(DATA SUPPLIED)

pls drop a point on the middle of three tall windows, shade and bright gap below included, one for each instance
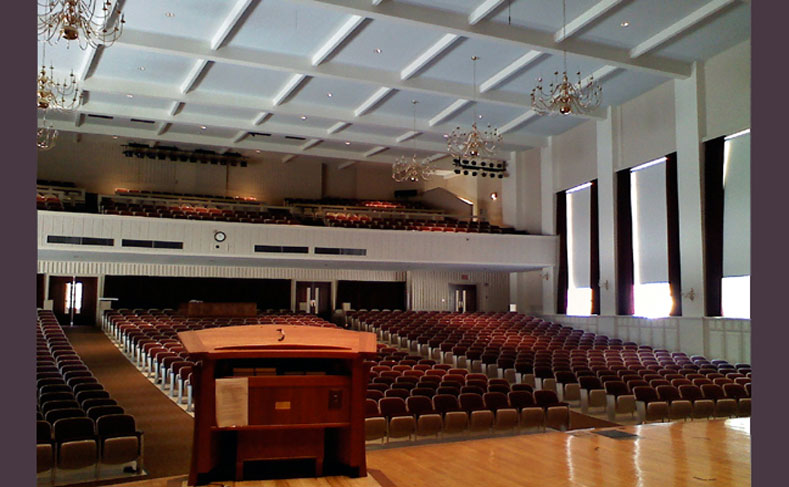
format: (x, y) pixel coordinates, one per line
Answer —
(651, 289)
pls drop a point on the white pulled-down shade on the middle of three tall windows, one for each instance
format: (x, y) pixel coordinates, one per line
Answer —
(650, 223)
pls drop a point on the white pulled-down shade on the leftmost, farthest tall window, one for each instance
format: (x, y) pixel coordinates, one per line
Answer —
(579, 211)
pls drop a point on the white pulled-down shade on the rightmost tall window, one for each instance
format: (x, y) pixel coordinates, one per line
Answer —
(737, 206)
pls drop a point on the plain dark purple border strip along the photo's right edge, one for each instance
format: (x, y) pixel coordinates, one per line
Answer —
(769, 268)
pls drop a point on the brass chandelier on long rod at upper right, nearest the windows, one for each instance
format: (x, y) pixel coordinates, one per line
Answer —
(564, 97)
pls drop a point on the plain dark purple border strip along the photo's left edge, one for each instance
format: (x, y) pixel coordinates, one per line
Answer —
(19, 244)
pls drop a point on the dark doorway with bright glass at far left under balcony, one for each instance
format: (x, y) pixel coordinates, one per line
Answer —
(74, 299)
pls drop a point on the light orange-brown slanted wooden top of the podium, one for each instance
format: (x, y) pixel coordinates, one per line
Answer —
(252, 341)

(End DATA SUPPLIED)

TRY IT: The material above must be reproduced line for line, with the images omitted.

OUTPUT FOR THIS EXERCISE:
pls drop a point on the middle of three tall windows, shade and bright gap below included, one for each instance
format: (x, y) pixel coordinates, one per line
Answer —
(651, 289)
pls drop a point on the white pulled-down shade on the middle of three tall windows, one for each instance
format: (x, y) pixel coordinates, one per line
Answer —
(650, 223)
pls drop a point on the white pulled-down shade on the leftmost, farthest tall window, one for each instance
format: (x, y) pixel coordinates, one per line
Answer —
(579, 211)
pls drop a point on the white pulled-down shade on the rightmost tall window, one for each instance
format: (x, y) pixel coordinates, one per line
Answer —
(737, 206)
pls drop a point on the plain dark purple border strip along the photo's right edge, one for each instance
format: (x, y) pixel coordinates, one per line
Answer —
(769, 268)
pls drop a point on the brass chandelier on long rod at upper right, nearest the windows, one for each instance
format: (x, y) pixel coordinates, one per line
Answer —
(564, 97)
pls drop a point on the plain dark purple border strip along the photo's left edge, one for each instance
format: (x, y) pixel coordinates, one per line
Answer —
(19, 244)
pls drop a point on the dark doorway with bright glass at far left under balcony, one for each instance
format: (x, y) pixel coordinates, one per line
Answer —
(74, 299)
pls drop a point on the light orange-brown slanted wooden top of the podium, one for each instance
format: (x, y) pixel coordinates, one per line
Answer —
(252, 341)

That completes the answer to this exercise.